### Extract:

Solanus Casey, OFM Cap. (November 25, 1870 – July 31, 1957), born Bernard Francis Casey, was a priest of the Catholic Church in the United States and was a professed member of the Order of Friars Minor Capuchin. He was known during his lifetime as a healer for his great faith and his abilities as a spiritual counselor, but especially for his great attention to the sick, for whom he celebrated special Masses. The friar was much sought-after and revered, especially in Detroit, where he resided. He was also a noted lover of the violin, a trait he shared with his eponym, Saint Francis Solanus.

The cause for his sainthood, initiated by the laity who so loved him, commenced a few years after his death; he was officially recognized as servant of God in 1982, and he received the title of Venerable in 1995. After a miraculous healing attributed to him was approved by Pope Francis in 2017, he was beatified in Detroit at Ford Field on November 18, 2017.

Life

Childhood and studies
Bernard Francis Casey (nicknamed "Barney") was born on November 25, 1870, on a farm in the town of Oak Grove, Pierce County, Wisconsin, the sixth of sixteen children born to Irish immigrants Bernard James Casey and Ellen Elizabeth Murphy. He was baptized on December 18, 1870. 

He contracted diphtheria in 1878, permanently damaging his voice, leaving it wispy and slightly impaired; two of his siblings died from the disease that year. The family later moved to Hudson, Wisconsin. In 1878, he began school at Saint Mary's, but this was cut short in October 1882 when the family relocated again, to Burkhardt in Saint Croix County. In 1887, he left the farm for a series of jobs in his home state and nearby Minnesota, working as a lumberjack, a hospital orderly, a guard in the Minnesota state prison, and a street car operator in Superior. His time as a prison guard saw him befriend a couple of Jesse James' cohorts. At first, he desired married life, but the mother of a girl to whom he had proposed suddenly sent her off to a boarding school.

While working at his last job on the trolleys in Superior, Wisconsin, he witnessed a violent act that caused him to evaluate his life and future. Some reports say that he saw a drunken sailor standing over a bleeding woman with a knife in his hand. He then acted on a call to the priesthood. Due to his limited formal education, he enrolled at Saint Francis High School Seminary, the minor seminary of the Archdiocese of Milwaukee, in January 1891, hoping to become a diocesan priest. Classes there were taught in either German or Latin, neither of which he knew. In due course, he was advised that he should consider joining a religious order if he wanted to become a priest due to his academic limitations. He returned home before deciding to make his application.

### Supplied entries:
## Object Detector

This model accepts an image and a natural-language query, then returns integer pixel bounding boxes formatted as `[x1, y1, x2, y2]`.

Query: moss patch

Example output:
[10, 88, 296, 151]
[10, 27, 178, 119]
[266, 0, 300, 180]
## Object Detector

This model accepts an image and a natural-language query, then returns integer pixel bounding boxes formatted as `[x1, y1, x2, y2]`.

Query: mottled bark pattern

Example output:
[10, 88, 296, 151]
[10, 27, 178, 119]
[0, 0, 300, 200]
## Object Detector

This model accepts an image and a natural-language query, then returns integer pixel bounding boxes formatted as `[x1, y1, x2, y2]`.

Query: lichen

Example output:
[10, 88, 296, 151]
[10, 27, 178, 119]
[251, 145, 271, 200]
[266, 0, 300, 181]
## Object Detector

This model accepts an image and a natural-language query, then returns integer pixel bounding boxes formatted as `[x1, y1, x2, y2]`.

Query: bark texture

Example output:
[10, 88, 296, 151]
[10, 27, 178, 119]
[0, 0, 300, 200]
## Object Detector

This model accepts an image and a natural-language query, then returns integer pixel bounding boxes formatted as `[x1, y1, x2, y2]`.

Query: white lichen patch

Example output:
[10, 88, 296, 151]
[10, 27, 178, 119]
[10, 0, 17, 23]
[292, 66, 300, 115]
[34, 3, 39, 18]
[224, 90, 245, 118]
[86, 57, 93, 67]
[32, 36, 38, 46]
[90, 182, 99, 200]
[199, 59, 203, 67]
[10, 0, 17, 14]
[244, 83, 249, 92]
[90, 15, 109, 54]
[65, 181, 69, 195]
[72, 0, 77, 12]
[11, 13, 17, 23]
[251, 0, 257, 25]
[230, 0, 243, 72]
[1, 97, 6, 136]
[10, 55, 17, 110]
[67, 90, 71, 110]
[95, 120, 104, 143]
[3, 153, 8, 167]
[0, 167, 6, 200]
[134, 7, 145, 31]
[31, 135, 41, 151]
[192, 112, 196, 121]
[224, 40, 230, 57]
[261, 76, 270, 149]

### What needs to be done:
Continue the biography of Solanus Casey from where it stops.

### Exercise result:
While reflecting before a statue of the Blessed Virgin Mary, he heard her spiritual voice telling him to "go to Detroit". He then applied to the Order of Friars Minor Capuchin in that city. He was received into it on January 14, 1897. He was given the religious name of "Solanus" after Saint Francis Solanus; both men shared a love of the violin. He made his vows on July 21, 1898. He struggled through his studies but received ordination to the priesthood on July 24, 1904, from Archbishop Sebastian Messmer at Saint Francis of Assisi Church in Milwaukee. Because he had not performed well enough in his studies, he was ordained as a "simplex" priest. He celebrated his first Mass on July 31, 1904, in Appleton, with his family present.

Ministry
He served for two decades in a succession of friaries in New York. His first assignment was at Sacred Heart Friary in Yonkers. He was later transferred to New York City, where he first served at Saint John's Church next to Penn Station and later at Our Lady Queen of Angels in Harlem.

He was recognized as a healer and gifted spiritual counselor. In August 1924, he was transferred to the Saint Bonaventure convent in Detroit, where he worked until 1945. During this time, he mostly served as the simple porter (or receptionist and doorkeeper). Each Wednesday afternoon, he conducted well-attended services for the sick, and through these services, he became known for his great compassion and simple holiness. People considered him instrumental in cures and other blessings. He loved to kneel before the Eucharist in the quiet of the night.

During his time at St. Bonaventure's, Casey was involved in the formation of the Capuchin Soup Kitchen. The soup kitchen was founded in 1929 to provide food for Detroit's poor during the Great Depression. Casey is considered one of the founders of the soup kitchen, which is still in operation today.

As a violinist, he loved playing Irish songs for his fellow friars during recreation time but was not a gifted instrumentalist. He had a poor singing voice, attributed to having suffered from diphtheria as a child. This disease took the lives of two of his sisters. Often Solanus could be found playing his violin in the chapel for the tabernacle. He ate little. Until his late seventies, he joined the younger religious in games of tennis and volleyball.

Declining health and death

In 1946, in failing health and suffering from eczema over his entire body, he was transferred to the Capuchin novitiate of Saint Felix in Huntington, Indiana, where he lived until a 1956 hospitalization in Detroit. In 1957, he was rushed to the hospital for food poisoning; upon his release, friars noted that he was walking much more slowly and scratching his legs; it turned out that his skin was raw and infected, prompting a return to the hospital. The doctors diagnosed him with erysipelas or possibly psoriasis, which was beyond treatment, and they considered limb amputation, but the ulcers began to heal.

On July 2, 1957, he was readmitted to the hospital for the final time due to skin deterioration. He was given oxygen therapy. Casey's sister, Martha, came to visit him after being notified of the seriousness of his condition; the two prayed the rosary together.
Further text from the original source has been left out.